→ **Given instruction**
Format the lines of the records below as a numbered list, omitting any blank lines.

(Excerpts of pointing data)

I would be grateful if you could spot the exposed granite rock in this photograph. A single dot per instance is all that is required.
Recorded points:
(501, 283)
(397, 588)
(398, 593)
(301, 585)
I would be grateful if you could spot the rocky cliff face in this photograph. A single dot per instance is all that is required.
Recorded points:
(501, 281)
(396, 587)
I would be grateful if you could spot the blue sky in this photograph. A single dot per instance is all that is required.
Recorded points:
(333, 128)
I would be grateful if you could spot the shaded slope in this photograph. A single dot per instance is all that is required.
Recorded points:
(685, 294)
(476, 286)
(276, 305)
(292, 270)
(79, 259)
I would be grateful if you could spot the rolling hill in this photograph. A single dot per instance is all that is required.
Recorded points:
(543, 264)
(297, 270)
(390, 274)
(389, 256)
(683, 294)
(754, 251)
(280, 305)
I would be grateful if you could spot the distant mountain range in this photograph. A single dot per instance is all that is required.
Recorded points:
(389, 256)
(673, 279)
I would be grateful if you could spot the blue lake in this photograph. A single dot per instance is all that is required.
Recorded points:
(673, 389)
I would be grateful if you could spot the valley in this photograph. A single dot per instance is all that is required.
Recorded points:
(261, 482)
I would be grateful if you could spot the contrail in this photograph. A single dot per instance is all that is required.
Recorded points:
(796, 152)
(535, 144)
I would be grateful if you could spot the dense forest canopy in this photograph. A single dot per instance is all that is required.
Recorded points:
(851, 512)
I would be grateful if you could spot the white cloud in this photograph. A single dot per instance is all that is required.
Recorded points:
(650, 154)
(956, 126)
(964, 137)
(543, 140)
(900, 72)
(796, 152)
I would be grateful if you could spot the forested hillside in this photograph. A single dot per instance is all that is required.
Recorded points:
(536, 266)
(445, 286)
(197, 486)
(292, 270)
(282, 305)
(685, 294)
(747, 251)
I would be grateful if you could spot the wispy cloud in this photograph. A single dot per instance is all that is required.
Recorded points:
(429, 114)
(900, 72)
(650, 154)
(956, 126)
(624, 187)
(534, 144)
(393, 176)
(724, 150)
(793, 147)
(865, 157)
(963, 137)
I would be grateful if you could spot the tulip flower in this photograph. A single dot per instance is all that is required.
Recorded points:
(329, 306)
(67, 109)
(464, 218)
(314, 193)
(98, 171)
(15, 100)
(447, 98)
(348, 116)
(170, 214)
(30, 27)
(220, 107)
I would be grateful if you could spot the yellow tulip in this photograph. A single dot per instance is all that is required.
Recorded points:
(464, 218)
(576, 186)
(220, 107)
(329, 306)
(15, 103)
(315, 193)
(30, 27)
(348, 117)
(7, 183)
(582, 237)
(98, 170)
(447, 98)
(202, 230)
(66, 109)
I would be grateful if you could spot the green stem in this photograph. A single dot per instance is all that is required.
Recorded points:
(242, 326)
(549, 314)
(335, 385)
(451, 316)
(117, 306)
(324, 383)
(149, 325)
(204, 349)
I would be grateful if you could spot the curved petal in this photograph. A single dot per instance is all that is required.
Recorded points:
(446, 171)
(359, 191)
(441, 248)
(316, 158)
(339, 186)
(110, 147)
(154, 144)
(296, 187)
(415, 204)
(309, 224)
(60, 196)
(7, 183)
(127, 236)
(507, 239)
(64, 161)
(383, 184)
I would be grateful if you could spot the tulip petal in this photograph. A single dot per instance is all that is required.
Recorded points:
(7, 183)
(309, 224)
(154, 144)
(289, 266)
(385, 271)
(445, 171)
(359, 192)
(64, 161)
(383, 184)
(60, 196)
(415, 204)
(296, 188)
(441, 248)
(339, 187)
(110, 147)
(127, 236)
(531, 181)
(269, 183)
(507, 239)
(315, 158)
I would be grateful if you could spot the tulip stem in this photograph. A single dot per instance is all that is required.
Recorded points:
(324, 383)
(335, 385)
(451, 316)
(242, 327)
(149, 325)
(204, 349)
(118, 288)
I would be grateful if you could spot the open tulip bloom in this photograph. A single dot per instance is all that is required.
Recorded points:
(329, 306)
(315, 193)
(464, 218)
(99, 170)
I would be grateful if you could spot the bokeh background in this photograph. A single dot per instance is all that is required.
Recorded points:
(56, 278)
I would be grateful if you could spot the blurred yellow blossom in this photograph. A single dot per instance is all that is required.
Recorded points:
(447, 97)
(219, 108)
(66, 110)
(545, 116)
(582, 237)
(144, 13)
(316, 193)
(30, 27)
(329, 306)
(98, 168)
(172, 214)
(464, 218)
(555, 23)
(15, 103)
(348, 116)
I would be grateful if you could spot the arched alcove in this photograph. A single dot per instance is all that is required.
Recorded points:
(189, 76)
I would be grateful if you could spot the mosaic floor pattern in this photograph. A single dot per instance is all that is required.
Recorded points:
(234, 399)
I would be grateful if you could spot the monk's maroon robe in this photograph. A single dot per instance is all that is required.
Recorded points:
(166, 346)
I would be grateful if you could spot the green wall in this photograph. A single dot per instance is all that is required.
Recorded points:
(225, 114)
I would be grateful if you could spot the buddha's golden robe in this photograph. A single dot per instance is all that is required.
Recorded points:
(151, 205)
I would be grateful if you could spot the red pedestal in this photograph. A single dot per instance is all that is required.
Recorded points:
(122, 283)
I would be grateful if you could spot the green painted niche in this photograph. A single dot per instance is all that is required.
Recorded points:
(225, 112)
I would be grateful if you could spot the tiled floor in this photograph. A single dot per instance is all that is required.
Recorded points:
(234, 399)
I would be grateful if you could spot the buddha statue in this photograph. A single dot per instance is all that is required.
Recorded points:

→ **Exercise output**
1. I would be grateful if you could spot the exposed granite rock in this photograph. A single dot per instance is all that is required.
2. Recorded points:
3. (501, 283)
4. (397, 588)
5. (398, 593)
6. (301, 585)
7. I would be grateful if you could spot the rocky cliff face in this photograph. A single dot per instance is all that is required.
8. Recorded points:
9. (501, 281)
10. (396, 587)
11. I would be grateful if you could spot the blue sky in this photograph. A single dot per instance is all that is required.
12. Recorded points:
13. (333, 128)
14. I would be grateful if you could spot the shaded slope in this photograph. A single dot per instance is all that is required.
15. Recorded points:
16. (685, 294)
17. (476, 286)
18. (276, 305)
19. (292, 270)
20. (79, 259)
21. I would be grateful if you could spot the rolling hill in this photograph. A single dot per instance is all that is required.
22. Recorded points:
23. (543, 264)
24. (297, 270)
25. (390, 274)
26. (389, 256)
27. (683, 294)
28. (754, 251)
29. (280, 305)
30. I would be grateful if you could spot the distant mountain range in this photograph. A single dot per instance is all that is required.
31. Recorded points:
32. (389, 256)
33. (673, 279)
34. I would be grateful if you could spot the blue lake in this photograph. A single dot per instance is all that is required.
35. Recorded points:
36. (673, 389)
37. I would be grateful if you could spot the valley in this photograph. A single dot per instance is all that is required.
38. Recorded points:
39. (261, 482)
40. I would be grateful if you could spot the contrail in this photograph. A single dot per instance is all that is required.
41. Recorded points:
42. (796, 152)
43. (535, 144)
44. I would be grateful if you could spot the dense forest canopy in this photograph. A single dot per instance is all that is required.
45. Recorded points:
46. (851, 512)
47. I would be grateful if you could spot the white cloud in this photograph. A single dot per instance is all that is required.
48. Recorded points:
49. (650, 154)
50. (956, 126)
51. (964, 137)
52. (543, 140)
53. (900, 72)
54. (796, 152)
55. I would be grateful if you could spot the forested hillside in this photograph. A single dot per instance is all that is required.
56. Recorded points:
57. (536, 266)
58. (445, 286)
59. (197, 486)
60. (292, 270)
61. (282, 305)
62. (685, 294)
63. (747, 251)
64. I would be grateful if you could spot the wispy cloud in this photograph. A single dot per instance is all that is required.
65. Recorded points:
66. (429, 114)
67. (900, 72)
68. (650, 154)
69. (956, 126)
70. (624, 187)
71. (534, 144)
72. (393, 176)
73. (724, 150)
74. (793, 147)
75. (865, 157)
76. (963, 137)
77. I would be grateful if you could spot the tulip flower in this photograph. A single dot per instance is all that is required.
78. Recorded points:
79. (329, 306)
80. (67, 109)
81. (464, 218)
82. (314, 193)
83. (98, 171)
84. (15, 100)
85. (447, 98)
86. (348, 116)
87. (170, 214)
88. (30, 27)
89. (220, 107)
90. I would be grateful if you could spot the yellow tulip in this photograph. A single dot per instance is all that is required.
91. Recorded points:
92. (464, 218)
93. (576, 186)
94. (220, 107)
95. (329, 306)
96. (15, 103)
97. (315, 193)
98. (30, 27)
99. (348, 117)
100. (7, 183)
101. (582, 237)
102. (98, 170)
103. (447, 98)
104. (202, 230)
105. (66, 109)
106. I would be grateful if you could spot the green stem in this photograph. A single dot per instance is all that is required.
107. Recorded points:
108. (242, 326)
109. (549, 314)
110. (335, 385)
111. (451, 316)
112. (117, 306)
113. (324, 383)
114. (149, 325)
115. (204, 349)
116. I would be grateful if you could spot the curved petal in this photograph. A single dot per instance is all that is required.
117. Recorded points:
118. (446, 171)
119. (359, 191)
120. (441, 248)
121. (316, 158)
122. (339, 186)
123. (110, 147)
124. (154, 144)
125. (296, 187)
126. (415, 204)
127. (309, 224)
128. (60, 196)
129. (7, 183)
130. (127, 236)
131. (507, 239)
132. (64, 161)
133. (383, 184)
134. I would be grateful if you could spot the tulip petal in this photograph. A single dot per instance is all that is required.
135. Recorded points:
136. (7, 183)
137. (309, 224)
138. (154, 144)
139. (289, 266)
140. (385, 271)
141. (445, 171)
142. (359, 192)
143. (64, 161)
144. (383, 184)
145. (60, 196)
146. (415, 204)
147. (296, 188)
148. (441, 248)
149. (339, 187)
150. (110, 147)
151. (127, 236)
152. (531, 181)
153. (269, 183)
154. (507, 239)
155. (315, 158)
156. I would be grateful if you could spot the tulip stem in this photograph. A single dot per instance is all that is required.
157. Recorded points:
158. (324, 383)
159. (335, 385)
160. (451, 316)
161. (242, 327)
162. (149, 325)
163. (204, 349)
164. (118, 288)
165. I would be grateful if you could spot the open tulip bloom in this photograph. A single dot per instance is all that is required.
166. Recorded points:
167. (329, 306)
168. (315, 193)
169. (464, 218)
170. (99, 170)
171. I would be grateful if you could spot the bokeh background in this photograph. A single dot per instance is all that is required.
172. Recorded points:
173. (56, 278)
174. I would be grateful if you could spot the blurred yellow blossom in this photograph. A single dot per instance is all that is required.
175. Recorded points:
176. (447, 97)
177. (219, 108)
178. (66, 110)
179. (545, 116)
180. (582, 237)
181. (144, 13)
182. (316, 193)
183. (30, 27)
184. (329, 306)
185. (98, 168)
186. (172, 214)
187. (464, 218)
188. (555, 23)
189. (15, 103)
190. (348, 116)
191. I would be grateful if you could spot the arched alcove in this photograph. A single dot per instance is all that is required.
192. Recorded points:
193. (189, 76)
194. I would be grateful if you could spot the mosaic floor pattern in this photograph. A single dot per instance is all that is required.
195. Recorded points:
196. (234, 399)
197. I would be grateful if you could spot the monk's maroon robe in this photograph. A single dot per instance is all that is required.
198. Recorded points:
199. (166, 346)
200. I would be grateful if you could spot the green wall in this photograph. A single dot per instance is all that is required.
201. Recorded points:
202. (225, 114)
203. I would be grateful if you could spot the buddha's golden robe in this photograph. A single dot per instance is all that is required.
204. Recorded points:
205. (151, 205)
206. I would be grateful if you could spot the red pedestal in this photograph. A single dot per instance is all that is required.
207. Recorded points:
208. (122, 283)
209. I would be grateful if you could spot the green painted niche in this photograph. A single dot per instance is all that is required.
210. Recorded points:
211. (225, 112)
212. I would be grateful if you could spot the tiled floor in this photograph. A single dot per instance is all that is required.
213. Recorded points:
214. (234, 399)
215. I would be grateful if you could spot the buddha statue in this photograph. A single dot per instance is all that is required.
216. Recorded points:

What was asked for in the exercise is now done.